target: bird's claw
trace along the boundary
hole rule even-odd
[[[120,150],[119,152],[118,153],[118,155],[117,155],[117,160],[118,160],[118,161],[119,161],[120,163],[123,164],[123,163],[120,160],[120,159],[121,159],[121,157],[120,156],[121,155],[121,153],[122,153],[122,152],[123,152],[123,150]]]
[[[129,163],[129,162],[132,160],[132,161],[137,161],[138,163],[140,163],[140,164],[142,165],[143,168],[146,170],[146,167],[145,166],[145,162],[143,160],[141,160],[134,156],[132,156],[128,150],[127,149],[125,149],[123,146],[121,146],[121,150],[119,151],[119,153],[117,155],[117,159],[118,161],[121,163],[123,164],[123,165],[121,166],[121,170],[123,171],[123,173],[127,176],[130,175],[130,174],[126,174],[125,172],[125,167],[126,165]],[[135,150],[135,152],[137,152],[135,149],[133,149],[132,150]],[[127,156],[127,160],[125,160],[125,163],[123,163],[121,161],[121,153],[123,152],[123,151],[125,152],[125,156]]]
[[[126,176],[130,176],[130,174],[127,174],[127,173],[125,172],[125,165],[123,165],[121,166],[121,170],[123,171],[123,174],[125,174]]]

+++

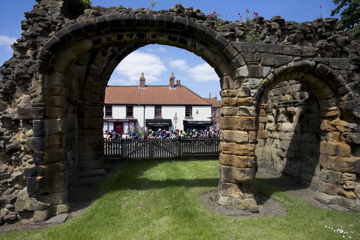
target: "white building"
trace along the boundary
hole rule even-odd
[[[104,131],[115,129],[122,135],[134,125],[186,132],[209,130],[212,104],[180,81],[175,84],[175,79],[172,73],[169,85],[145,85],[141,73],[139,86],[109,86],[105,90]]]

+++

Problem description:
Pick out each row above that contains the string "target" and copy those rows unchanged.

Output:
target: bird's claw
target: "white building"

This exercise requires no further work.